══ Given passage ══

The employer also argues that the union’s use of district property falls within that small class of management prerogatives that, by reason of statutory prohibition or strong public policy, can never be surrendered through collective bargaining to arbitration (see Matter of Niagara Wheatfield Administrators Assn. [Niagara Wheatfield Cent. School Dist.], 44 NY2d 68, 73; Matter of Acting Supt. of Schools of Liverpool Cent. School Dist. [United Liverpool Faculty Assn.], 42 NY2d 509, 513, supra; Matter of Union Free School Dist. No. 2 of Town of Cheektowaga v Nyquist, 38 NY2d 137, 143; Matter of Susquehanna Val. Cent. School Dist. at Conklin [Susquehanna Val. Teachers’ Assn.], 37 NY2d 614, 616-618; Syracuse Teachers Assn. v Board of Educ., 35 NY2d 743, 744). According to the employer, section 414 of the Education Law is just such a statute.

*427Subdivision 1 of section 414, in pertinent part, provides that “[sjchoolhouses and the grounds connected therewith and all property belonging to the district shall be in the custody and under the control and supervision of the trustees or board of education of the district. The trustees or board of education may adopt reasonable regulations for the use of such schoolhouses, grounds or other property, all portions thereof, when not in use for school purposes or when the school is in use for school purposes if in the opinion of the trustees or board of education [such] use will not be disruptive of normal school operations, for such other public purposes as are herein provided”, such as public library purposes, social or civil meetings or entertainment, polling places and other similar uses (emphasis supplied).

In my opinion, this section of the Education Law is wholly inapplicable to the union’s claim to district property in the case before us. Some sections of the Education Law authorize the use of district property for school purposes (e.g., Education Law, §§ 404, 1709, subd 6; § 1804, subd 1) and section 414 of the Education Law authorizes the use of district property for nonschool purposes. The issue, in my view, is whether the union’s use of district office space can reasonably be considered a use for school purposes.

It is apparent that not all persons using district property are directly engaged in the most important of school purposes — the instruction of our children. Some persons lawfully on the premises must perform such necessary and noninstructional tasks as administration, support and maintenance. In fact, the very record before us shows that some 35 district employees are characterized as “administrators” and another 350 as “noninstructional”. Are they trespassers absent the employer’s invocation of section 414? Or, more to the point, does section 414 forbid the employer to permit their presence on district property? Furthermore, it is obvious that both instructional and noninstructional employees (not to mention the pupils themselves) are entitled to remain on the district premises while taking advantage of such noninstructional facilities as the cafeterias and bathrooms! The question, as thus refined, becomes whether the union’s activity in this case *428is sufficiently related to instructional activities so as to be characterized as serving a “school purpose”.

The employer cites the State Education Commissioner’s decision in Matter of Brett (Board of Educ.) (5 Ed Dept Rep 54), to distinguish a teachers’ labor organization (Labor Law, § 721, subd 2) from a professional teachers’ association (Education Law, § 237). All that decision held, however, was that a board of education, in the exercise of its discretion under section 414, could bar a labor organization from school premises on the facts in that case. I do not believe it is applicable to the case at bar.

═══

| Tasks for this exercise |
1. In the court opinion on school district property, how many district employees does the record list as "noninstructional"?
2. Using the court opinion on school district property, explain why the writer considers section 414 of the Education Law wholly inapplicable to the union's claim, in one to three sentences.
3. Please continue the court opinion on school district property from its final sentence.
The data after this point comes from a separate source.

══ Stored records ══

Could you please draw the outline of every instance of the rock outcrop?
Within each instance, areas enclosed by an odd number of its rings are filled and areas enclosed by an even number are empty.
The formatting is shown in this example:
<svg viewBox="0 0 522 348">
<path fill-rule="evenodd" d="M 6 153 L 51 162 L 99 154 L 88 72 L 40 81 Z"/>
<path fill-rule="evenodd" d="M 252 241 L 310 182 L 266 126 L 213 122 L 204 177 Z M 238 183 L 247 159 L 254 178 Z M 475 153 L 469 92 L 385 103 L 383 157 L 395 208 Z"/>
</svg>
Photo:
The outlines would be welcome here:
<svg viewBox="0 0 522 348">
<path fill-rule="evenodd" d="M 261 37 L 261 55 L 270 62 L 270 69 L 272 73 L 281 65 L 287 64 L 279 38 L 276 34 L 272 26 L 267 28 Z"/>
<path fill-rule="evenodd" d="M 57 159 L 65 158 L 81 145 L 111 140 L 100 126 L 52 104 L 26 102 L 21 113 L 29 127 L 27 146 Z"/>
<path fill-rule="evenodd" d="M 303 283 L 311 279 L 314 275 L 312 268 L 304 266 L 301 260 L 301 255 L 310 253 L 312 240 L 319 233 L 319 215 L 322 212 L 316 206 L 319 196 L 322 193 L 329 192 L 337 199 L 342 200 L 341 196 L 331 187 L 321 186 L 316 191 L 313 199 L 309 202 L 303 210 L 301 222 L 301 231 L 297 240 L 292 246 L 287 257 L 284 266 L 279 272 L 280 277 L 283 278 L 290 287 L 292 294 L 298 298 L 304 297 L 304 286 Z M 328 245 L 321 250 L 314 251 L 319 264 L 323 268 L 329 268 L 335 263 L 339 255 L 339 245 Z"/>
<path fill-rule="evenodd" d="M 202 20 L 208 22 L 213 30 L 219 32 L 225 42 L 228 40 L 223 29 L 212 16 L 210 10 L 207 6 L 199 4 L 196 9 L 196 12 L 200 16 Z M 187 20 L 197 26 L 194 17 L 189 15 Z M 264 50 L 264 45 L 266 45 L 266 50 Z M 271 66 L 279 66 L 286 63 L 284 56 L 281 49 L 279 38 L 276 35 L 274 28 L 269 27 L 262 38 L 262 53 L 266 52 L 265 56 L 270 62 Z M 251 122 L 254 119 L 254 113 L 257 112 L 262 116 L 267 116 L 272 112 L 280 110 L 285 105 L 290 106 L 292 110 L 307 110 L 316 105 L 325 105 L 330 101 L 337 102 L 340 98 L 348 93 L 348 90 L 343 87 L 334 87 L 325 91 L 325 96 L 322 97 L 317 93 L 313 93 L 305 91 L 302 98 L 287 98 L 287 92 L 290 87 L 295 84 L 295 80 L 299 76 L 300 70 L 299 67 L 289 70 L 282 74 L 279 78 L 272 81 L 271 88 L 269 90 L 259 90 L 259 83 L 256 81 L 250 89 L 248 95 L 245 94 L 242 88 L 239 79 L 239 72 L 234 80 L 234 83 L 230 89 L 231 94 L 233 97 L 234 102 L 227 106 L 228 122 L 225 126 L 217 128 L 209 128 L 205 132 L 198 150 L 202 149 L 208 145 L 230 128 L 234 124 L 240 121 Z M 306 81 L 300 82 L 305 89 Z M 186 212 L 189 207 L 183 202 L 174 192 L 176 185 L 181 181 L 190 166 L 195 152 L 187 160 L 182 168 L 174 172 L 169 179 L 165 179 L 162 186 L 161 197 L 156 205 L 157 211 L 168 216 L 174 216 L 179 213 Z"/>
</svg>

═══

| The results |
1. 350

2. Section 414 authorizes the use of district property for nonschool purposes, while other sections of the Education Law authorize its use for school purposes. The real issue is therefore whether the union's use of district office space can reasonably be considered a use for school purposes.

3.
It is settled law that even a public employees’ union has a right of reasonable access to the employer’s premises in order to serve its members (see Matter of Orange County Community Coll. Faculty Assn. [Orange County Community Coll.], 9 PERB 3116 [par 9-3068], supra; Matter of Board of Educ. [.Albany Public School Teachers Assn.], 6 PERB 3029 [par 6-3012]; cf. Republic Aviation Corp. v Board, 324 US 793). The employer does not allege that the union is primarily using district office space for anything else. Instead, the employer admits that it wants to recover the space not for instructional purposes, but for administrative and support services (specifically, for the high school’s department chairman and the elementary school’s nurse).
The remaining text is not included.